» Record set:
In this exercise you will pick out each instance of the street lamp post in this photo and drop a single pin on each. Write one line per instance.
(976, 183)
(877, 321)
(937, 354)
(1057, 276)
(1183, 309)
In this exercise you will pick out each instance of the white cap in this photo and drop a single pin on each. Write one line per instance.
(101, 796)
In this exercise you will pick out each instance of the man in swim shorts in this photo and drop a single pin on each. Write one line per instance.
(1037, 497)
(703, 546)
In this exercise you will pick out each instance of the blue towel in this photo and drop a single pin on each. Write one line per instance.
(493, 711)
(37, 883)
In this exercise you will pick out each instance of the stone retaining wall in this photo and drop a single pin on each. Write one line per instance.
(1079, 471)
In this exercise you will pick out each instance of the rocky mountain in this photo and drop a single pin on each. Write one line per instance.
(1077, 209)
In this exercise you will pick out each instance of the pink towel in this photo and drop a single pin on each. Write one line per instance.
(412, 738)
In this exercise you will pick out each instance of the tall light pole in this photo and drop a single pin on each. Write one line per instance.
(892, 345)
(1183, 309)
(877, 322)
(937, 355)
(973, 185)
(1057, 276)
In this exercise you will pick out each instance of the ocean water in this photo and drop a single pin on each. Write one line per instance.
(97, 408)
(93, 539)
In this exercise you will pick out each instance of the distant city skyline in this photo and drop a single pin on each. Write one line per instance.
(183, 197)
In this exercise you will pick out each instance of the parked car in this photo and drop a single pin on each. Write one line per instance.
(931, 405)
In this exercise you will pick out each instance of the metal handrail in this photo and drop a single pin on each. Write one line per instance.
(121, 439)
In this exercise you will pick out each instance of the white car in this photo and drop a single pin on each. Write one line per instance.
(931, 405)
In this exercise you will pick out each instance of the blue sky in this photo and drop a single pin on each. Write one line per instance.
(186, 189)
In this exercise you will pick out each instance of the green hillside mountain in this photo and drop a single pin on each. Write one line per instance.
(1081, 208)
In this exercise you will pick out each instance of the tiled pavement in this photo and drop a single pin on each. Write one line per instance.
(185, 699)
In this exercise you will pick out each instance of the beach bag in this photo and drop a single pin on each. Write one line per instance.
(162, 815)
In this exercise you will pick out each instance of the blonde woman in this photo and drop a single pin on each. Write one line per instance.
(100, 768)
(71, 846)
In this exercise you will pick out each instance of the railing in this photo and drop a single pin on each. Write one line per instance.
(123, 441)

» Problem details: Please repeat all of the material above, swapping every "drop a single pin" for "place one marker" and keeping everything else identical.

» Task result:
In this exercise you will pick out each instance of the street lamp post in this photo and place one marker on each. Write one line per instance.
(976, 183)
(877, 321)
(937, 354)
(1057, 276)
(1183, 309)
In this exercise you will pick out each instance of the white cap in this photo and place one marker on each. Write one line per instance.
(101, 796)
In this exercise you will pick out each instance of the man in swim shorts in this photo and place one marker on each. Write one line per instance.
(1037, 497)
(703, 546)
In this exercise you will pick out each instance of the blue towel in this photo and place one marker on each. Write one line per instance.
(493, 711)
(37, 883)
In this exercise you will pick out each instance of the stone retaining wall in this photo and place one marker on each. Write one line per instance.
(1079, 471)
In this exercise you will pick out each instance of the rocky mountain in this photo and place one marker on each. Write one line per instance.
(1077, 209)
In this exercise you will pick out each instance of the pink towel in this photo and place one marker on each. Write one line per instance.
(412, 738)
In this exercise you will pick out each instance of the tall light pole in this photo and place one marker on each. Write one line per instance.
(892, 345)
(1183, 309)
(877, 322)
(937, 355)
(973, 185)
(1057, 276)
In this exercise you will pick out each instance of the ocean water in this photo and place one marker on each. Write one line per instance.
(97, 408)
(93, 539)
In this exercise you will pick out each instance of the distant city skyline in this photo and place one marker on each. Write one line per instance.
(183, 197)
In this exercise you will pick out each instance of the parked car in this photo and place one marker on each. Write one line per instance.
(931, 405)
In this exercise you will pick out each instance of the metal handrail in this photo and place one marker on each. Write one line per instance.
(121, 439)
In this exercise you will pick out each instance of the white car in this photo and place one marker on each. Write one line per instance.
(931, 405)
In this exercise you will pick out each instance of the blue sky in this photo and place one marker on each. Write one line per instance.
(186, 189)
In this exercise you will pick out each instance of the green hillside mountain in this photo and place one marker on each. Write one line per instance.
(1081, 208)
In this exercise you will pick out each instance of the tiled pavement in this photo and place one marker on each. Write one line per instance.
(185, 699)
In this exercise you will pick out each instance of the beach bag in this photo and place one marker on each. Write one line per instance.
(162, 815)
In this exercise you will pick out each instance of the blonde woman in this photo and place one marker on each. Write one line per instance.
(100, 768)
(71, 846)
In this exercise you will pick out each instance of the railing in this photo and place one marker on each. Write one line per instance.
(123, 441)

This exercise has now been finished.